▶ Task statement:
Render the data starting at the line containing "If you could point to the grey" and ending at the end of the data as a two-column CSV with the headers instruction and answer. Give each instruction and the answer that follows it one row, quote every field, and turn line breaks into spaces.

### Provided information ###

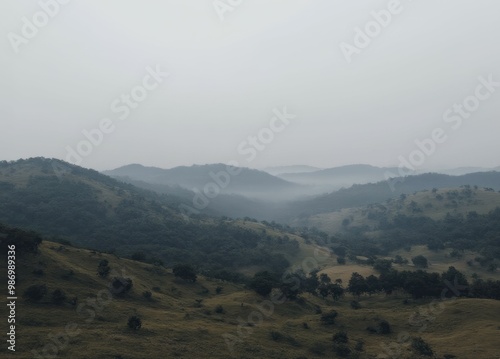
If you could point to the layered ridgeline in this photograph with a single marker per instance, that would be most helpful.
(95, 211)
(285, 197)
(214, 178)
(71, 298)
(393, 188)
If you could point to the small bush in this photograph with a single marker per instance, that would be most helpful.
(341, 338)
(329, 318)
(58, 297)
(342, 350)
(355, 305)
(384, 327)
(35, 292)
(421, 347)
(103, 269)
(276, 336)
(120, 286)
(38, 272)
(318, 348)
(134, 322)
(360, 346)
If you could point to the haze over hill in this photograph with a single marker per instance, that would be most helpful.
(228, 180)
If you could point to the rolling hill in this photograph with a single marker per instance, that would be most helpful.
(219, 320)
(216, 178)
(95, 211)
(373, 193)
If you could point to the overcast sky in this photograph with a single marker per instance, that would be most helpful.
(231, 68)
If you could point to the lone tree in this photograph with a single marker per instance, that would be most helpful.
(134, 322)
(35, 292)
(120, 286)
(329, 318)
(185, 272)
(103, 269)
(357, 284)
(263, 283)
(58, 297)
(420, 261)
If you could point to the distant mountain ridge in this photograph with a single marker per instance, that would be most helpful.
(372, 193)
(338, 177)
(212, 177)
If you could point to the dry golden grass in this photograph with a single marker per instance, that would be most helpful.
(181, 322)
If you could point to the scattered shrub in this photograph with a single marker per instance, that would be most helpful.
(355, 305)
(58, 297)
(341, 338)
(185, 272)
(329, 318)
(134, 322)
(276, 336)
(318, 348)
(384, 327)
(421, 347)
(120, 286)
(38, 272)
(342, 350)
(35, 292)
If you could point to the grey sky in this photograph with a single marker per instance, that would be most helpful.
(226, 77)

###

▶ The answer:
instruction,answer
"If you could point to the grey sky in this photograph with a single marker per instance, that would be most helpful.","(226, 77)"